» What is required: Check each line of the entries below for the word "lemon", and copy out the ones that have it.

» Collected data:
····················
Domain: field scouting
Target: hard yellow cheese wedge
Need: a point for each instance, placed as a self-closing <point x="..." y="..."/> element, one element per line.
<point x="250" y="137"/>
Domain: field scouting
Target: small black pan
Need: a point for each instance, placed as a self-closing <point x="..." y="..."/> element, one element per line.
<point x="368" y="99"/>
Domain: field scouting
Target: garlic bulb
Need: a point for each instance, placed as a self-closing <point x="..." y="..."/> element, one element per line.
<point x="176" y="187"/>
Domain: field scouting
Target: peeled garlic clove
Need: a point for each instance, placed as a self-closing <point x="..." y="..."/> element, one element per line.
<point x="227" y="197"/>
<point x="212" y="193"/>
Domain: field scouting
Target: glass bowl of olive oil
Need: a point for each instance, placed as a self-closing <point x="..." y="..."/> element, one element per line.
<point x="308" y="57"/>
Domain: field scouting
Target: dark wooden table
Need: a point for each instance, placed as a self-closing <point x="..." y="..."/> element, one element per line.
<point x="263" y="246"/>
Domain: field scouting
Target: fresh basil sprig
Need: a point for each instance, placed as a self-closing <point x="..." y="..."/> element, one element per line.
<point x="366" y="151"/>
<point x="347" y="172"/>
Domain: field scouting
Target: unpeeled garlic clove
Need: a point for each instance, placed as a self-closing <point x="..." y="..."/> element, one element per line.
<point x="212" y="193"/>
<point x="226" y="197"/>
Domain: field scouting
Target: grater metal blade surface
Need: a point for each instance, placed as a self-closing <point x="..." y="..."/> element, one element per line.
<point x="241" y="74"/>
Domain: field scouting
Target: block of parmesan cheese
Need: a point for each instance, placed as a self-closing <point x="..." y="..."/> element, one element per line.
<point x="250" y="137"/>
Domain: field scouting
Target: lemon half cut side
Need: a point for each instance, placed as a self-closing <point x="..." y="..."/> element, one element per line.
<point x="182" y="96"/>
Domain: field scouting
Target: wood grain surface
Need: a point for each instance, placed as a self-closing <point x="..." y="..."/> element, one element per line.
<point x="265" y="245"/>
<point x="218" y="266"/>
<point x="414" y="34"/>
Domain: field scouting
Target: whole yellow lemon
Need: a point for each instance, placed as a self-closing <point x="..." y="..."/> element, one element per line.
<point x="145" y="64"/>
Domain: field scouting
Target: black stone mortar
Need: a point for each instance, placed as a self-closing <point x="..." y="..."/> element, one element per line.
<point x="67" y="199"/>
····················
» Exercise result:
Target: lemon half cut side
Target: whole yellow lemon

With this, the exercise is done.